(Object position labeling entries)
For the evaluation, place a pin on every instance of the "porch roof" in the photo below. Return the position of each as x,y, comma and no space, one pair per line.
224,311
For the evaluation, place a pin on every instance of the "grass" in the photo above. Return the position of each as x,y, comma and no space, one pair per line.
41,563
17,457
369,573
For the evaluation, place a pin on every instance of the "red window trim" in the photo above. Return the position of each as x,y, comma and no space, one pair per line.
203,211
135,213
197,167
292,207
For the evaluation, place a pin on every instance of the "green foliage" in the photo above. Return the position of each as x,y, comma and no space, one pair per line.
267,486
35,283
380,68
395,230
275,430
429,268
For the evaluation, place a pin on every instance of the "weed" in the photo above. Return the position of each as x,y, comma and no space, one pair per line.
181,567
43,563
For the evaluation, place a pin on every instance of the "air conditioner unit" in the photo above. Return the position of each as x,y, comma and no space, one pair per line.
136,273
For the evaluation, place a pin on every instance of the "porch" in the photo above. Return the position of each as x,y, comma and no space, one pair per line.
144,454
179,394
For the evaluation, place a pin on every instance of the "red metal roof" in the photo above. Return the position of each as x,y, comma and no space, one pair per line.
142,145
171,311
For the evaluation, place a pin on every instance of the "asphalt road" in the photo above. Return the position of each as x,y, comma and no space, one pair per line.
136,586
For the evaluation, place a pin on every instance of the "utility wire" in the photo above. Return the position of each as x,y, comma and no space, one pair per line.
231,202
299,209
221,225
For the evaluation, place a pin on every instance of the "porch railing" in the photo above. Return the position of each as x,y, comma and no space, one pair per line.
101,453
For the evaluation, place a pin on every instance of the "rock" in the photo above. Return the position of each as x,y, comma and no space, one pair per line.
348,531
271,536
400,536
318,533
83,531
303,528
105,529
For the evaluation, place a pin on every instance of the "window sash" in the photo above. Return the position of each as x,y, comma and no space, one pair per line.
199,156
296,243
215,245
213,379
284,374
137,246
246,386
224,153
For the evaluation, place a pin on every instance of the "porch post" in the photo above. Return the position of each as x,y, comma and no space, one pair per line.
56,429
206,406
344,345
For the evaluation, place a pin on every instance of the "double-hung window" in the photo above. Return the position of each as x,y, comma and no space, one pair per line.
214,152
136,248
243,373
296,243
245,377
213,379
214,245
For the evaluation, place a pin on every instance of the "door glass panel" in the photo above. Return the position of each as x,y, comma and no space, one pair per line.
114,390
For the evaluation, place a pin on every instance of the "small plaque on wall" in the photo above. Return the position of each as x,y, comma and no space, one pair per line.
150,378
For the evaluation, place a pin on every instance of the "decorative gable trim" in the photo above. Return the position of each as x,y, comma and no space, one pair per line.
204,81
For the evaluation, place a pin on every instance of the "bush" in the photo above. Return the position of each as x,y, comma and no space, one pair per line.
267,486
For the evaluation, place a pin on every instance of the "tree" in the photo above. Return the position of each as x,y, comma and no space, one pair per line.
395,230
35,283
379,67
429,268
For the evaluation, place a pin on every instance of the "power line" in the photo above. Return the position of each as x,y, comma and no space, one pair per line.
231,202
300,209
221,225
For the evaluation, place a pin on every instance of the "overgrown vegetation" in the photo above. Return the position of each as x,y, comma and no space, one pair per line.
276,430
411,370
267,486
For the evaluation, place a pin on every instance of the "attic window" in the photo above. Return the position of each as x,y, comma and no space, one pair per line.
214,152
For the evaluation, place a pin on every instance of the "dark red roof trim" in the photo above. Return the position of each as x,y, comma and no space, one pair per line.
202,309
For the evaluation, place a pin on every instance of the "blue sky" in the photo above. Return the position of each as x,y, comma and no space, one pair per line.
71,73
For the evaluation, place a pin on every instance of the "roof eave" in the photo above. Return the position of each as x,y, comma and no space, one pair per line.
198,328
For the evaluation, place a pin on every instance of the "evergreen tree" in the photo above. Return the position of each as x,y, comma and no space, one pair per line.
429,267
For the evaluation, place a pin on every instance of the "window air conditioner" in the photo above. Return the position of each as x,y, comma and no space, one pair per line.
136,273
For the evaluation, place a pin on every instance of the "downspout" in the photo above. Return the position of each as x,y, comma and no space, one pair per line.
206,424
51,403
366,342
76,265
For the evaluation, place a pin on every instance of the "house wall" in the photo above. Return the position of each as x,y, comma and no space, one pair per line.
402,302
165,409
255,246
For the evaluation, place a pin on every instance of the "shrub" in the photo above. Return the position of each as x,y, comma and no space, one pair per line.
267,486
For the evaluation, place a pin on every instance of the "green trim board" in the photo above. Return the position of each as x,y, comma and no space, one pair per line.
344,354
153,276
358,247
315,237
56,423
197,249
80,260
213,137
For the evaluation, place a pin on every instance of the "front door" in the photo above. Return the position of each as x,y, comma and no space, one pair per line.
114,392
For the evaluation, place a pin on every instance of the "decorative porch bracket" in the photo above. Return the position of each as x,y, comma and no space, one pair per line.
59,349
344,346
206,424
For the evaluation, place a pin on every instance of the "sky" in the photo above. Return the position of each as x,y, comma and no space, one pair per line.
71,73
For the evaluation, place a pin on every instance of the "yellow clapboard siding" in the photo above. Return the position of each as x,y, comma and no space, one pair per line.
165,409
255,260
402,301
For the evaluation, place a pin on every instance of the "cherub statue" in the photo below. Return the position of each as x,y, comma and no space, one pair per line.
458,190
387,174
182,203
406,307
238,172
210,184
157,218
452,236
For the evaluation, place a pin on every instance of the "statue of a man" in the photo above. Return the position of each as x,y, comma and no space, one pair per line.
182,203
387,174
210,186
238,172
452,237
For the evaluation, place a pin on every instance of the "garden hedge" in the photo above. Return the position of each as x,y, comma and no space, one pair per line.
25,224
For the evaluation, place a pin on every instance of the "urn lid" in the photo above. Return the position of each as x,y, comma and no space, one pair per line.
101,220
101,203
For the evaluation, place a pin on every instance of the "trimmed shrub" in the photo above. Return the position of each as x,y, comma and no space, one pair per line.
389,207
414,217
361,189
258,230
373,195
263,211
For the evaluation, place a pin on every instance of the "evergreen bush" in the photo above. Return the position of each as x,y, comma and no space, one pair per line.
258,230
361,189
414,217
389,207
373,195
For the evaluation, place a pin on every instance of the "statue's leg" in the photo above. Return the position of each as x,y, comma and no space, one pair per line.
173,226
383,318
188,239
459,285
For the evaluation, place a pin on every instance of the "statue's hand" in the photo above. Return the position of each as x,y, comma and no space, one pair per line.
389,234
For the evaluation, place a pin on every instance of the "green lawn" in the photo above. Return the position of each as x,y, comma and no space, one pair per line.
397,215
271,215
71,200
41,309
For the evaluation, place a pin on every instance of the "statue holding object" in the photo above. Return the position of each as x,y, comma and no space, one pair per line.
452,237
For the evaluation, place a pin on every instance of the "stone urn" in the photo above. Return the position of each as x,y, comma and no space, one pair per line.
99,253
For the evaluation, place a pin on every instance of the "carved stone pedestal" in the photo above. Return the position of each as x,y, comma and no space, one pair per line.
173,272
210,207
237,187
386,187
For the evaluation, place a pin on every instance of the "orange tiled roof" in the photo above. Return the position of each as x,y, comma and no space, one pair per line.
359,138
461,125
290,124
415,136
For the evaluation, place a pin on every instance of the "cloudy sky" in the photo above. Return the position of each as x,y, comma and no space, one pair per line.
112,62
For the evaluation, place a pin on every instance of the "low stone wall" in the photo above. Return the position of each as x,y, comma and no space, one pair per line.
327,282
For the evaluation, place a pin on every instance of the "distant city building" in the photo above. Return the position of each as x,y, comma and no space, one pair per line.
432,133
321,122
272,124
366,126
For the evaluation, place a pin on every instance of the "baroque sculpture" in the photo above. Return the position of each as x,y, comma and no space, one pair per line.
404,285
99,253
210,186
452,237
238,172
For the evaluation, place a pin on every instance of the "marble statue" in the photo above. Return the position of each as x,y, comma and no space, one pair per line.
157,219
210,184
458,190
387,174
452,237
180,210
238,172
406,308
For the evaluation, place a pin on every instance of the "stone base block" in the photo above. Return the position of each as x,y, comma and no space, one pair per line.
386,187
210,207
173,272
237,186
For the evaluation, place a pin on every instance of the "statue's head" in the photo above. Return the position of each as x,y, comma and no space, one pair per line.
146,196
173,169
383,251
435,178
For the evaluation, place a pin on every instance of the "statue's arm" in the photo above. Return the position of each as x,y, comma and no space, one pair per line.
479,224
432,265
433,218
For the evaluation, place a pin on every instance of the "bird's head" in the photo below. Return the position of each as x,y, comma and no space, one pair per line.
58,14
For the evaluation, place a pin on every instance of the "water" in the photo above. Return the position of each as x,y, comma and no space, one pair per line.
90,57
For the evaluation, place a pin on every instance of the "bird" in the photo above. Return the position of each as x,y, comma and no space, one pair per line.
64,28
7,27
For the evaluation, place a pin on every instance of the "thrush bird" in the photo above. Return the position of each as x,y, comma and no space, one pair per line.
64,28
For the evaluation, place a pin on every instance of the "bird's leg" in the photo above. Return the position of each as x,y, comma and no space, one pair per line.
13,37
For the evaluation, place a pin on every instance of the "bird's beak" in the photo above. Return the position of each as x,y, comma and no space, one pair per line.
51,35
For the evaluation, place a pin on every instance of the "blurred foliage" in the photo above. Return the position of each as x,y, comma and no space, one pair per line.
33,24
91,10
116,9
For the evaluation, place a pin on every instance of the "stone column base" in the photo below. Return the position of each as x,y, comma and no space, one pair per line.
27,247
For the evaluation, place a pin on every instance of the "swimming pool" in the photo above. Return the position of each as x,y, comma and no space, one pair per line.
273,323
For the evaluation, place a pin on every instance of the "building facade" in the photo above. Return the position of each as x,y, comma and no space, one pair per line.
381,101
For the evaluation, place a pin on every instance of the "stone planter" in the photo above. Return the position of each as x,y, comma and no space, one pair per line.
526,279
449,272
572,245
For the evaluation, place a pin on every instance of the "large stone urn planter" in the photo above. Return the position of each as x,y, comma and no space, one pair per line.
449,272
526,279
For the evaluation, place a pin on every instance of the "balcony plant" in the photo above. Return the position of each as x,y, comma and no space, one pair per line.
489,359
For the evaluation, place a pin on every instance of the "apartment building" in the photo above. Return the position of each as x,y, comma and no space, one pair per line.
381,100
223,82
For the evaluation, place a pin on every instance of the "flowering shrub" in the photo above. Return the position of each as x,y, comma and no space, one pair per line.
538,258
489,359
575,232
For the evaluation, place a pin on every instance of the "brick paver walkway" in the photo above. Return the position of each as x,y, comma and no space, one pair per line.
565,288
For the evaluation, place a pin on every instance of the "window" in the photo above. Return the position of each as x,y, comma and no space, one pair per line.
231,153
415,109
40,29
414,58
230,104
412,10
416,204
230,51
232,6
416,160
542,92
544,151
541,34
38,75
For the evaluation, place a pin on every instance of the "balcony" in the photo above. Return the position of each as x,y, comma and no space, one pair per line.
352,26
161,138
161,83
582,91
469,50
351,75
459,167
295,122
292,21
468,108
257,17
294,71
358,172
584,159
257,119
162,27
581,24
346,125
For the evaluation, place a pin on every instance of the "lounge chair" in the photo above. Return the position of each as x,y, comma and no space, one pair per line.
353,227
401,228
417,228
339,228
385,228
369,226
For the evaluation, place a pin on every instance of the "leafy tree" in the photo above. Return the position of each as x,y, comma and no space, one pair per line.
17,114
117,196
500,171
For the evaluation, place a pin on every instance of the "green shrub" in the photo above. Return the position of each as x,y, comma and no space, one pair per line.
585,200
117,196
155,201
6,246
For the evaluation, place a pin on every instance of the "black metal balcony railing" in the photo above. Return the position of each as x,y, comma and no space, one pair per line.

What is needed: Gather each line above that contains the string "base". Matches must have the same capitalization.

Answer to the exercise:
For the evaluation, place a pin on every instance of the "stone base block" in the photo above. Return the position of each as x,y, comma and no space, one pair per line.
For the evaluation, place a pin on every instance of the "stone column base" in the photo below. Return the position of each as x,y, comma and no space, one pair per line.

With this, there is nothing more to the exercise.